- DATA SECTION:
☆ ☆ ☆

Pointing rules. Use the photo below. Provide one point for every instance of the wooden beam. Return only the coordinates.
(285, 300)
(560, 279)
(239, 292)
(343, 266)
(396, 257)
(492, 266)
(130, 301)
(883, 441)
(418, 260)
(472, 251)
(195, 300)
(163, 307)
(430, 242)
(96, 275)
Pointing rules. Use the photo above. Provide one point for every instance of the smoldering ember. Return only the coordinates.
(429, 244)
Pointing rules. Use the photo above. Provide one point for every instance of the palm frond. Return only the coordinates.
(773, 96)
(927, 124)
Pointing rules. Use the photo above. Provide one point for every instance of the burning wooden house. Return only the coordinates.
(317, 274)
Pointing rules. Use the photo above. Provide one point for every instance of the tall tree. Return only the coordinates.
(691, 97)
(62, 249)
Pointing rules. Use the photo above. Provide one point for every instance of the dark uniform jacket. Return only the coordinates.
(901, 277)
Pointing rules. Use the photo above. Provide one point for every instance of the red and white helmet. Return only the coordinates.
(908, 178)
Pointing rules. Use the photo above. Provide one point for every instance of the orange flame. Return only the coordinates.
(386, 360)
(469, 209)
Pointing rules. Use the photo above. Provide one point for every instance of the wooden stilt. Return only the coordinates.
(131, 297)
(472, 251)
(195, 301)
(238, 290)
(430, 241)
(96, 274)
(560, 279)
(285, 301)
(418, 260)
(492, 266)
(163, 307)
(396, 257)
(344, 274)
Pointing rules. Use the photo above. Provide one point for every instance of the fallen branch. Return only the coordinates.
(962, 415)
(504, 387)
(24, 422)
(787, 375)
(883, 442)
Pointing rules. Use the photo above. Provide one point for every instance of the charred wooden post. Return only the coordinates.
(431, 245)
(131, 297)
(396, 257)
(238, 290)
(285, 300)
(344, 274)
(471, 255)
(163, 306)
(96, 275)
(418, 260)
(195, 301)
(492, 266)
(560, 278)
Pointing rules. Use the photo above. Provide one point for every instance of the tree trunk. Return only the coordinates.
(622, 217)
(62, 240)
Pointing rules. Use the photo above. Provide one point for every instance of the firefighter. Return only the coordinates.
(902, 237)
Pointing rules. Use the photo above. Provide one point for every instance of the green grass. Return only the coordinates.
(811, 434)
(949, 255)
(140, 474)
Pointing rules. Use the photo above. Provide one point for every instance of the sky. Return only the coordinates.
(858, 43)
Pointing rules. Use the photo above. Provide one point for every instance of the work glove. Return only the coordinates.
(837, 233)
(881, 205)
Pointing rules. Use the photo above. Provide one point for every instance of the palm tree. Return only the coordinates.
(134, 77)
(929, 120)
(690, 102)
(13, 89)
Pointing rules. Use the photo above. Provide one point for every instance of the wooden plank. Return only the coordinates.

☆ ☆ ☆

- DIRECTION:
Turn each line of the material above into a numbered list, leaving out any blank lines.

- IN RESPONSE:
1. Pointing rules. Use the photo below. Provide one point for every instance of the wooden beam. Return only the coordinates.
2. (285, 300)
3. (560, 279)
4. (239, 292)
5. (343, 266)
6. (396, 257)
7. (492, 266)
8. (130, 301)
9. (883, 441)
10. (418, 260)
11. (472, 251)
12. (195, 300)
13. (163, 307)
14. (430, 242)
15. (96, 275)
16. Pointing rules. Use the photo above. Provide one point for every instance of the smoldering ember. Return only the coordinates.
17. (429, 244)
18. Pointing rules. Use the photo above. Provide one point for every instance of the palm frond. Return only the coordinates.
19. (773, 96)
20. (927, 124)
21. Pointing rules. Use the photo above. Provide one point for every instance of the burning wooden house. Return only the coordinates.
22. (317, 274)
23. Pointing rules. Use the photo above. Provide one point for every instance of the tall tree. Return only the coordinates.
24. (691, 97)
25. (62, 249)
26. Pointing rules. Use the photo above. Provide one point for every instance of the dark uniform jacket. Return only the coordinates.
27. (901, 277)
28. Pointing rules. Use the photo above. Provide one point for every instance of the red and white helmet. Return only the coordinates.
29. (908, 178)
30. Pointing rules. Use the photo above. Provide one point for every instance of the orange flame. Return only the coordinates.
31. (386, 360)
32. (469, 209)
33. Pointing rules. Use the photo above. Provide one point for every instance of the wooden stilt. Return only the coordinates.
34. (131, 297)
35. (472, 251)
36. (195, 301)
37. (238, 290)
38. (430, 241)
39. (96, 274)
40. (560, 279)
41. (285, 301)
42. (418, 260)
43. (492, 266)
44. (163, 307)
45. (396, 257)
46. (344, 274)
47. Pointing rules. Use the photo above. Provide one point for every instance of the fallen branch. Return only the coordinates.
48. (962, 415)
49. (504, 387)
50. (24, 422)
51. (787, 375)
52. (883, 442)
53. Pointing rules. Use the photo above. Provide one point for every instance of the charred wooden post. Return only the coordinates.
54. (431, 245)
55. (131, 297)
56. (396, 257)
57. (238, 290)
58. (285, 300)
59. (344, 274)
60. (471, 255)
61. (163, 306)
62. (96, 275)
63. (418, 260)
64. (195, 301)
65. (492, 266)
66. (560, 278)
67. Pointing rules. Use the photo above. Provide one point for every instance of the tree trunk. Return only the coordinates.
68. (622, 217)
69. (62, 240)
70. Pointing rules. Use the photo above. Provide one point for every instance of the firefighter. Return only the coordinates.
71. (902, 237)
72. Pointing rules. Use the photo above. Provide one point for every instance of the green grass. Return only the coordinates.
73. (811, 434)
74. (949, 255)
75. (140, 474)
76. Pointing rules. Use the photo above. Provide one point for every instance of the sky. Return only the coordinates.
77. (858, 43)
78. Pointing rules. Use the photo above. Provide one point for every instance of the work glove. Return only the coordinates.
79. (837, 233)
80. (881, 205)
81. Pointing rules. Use the photo above. Provide one point for every instance of the palm tree. Return only the coordinates.
82. (134, 77)
83. (929, 120)
84. (690, 102)
85. (13, 89)
86. Pointing rules. Use the photo above. Provide one point for every instance of the wooden plank. Return only the coordinates.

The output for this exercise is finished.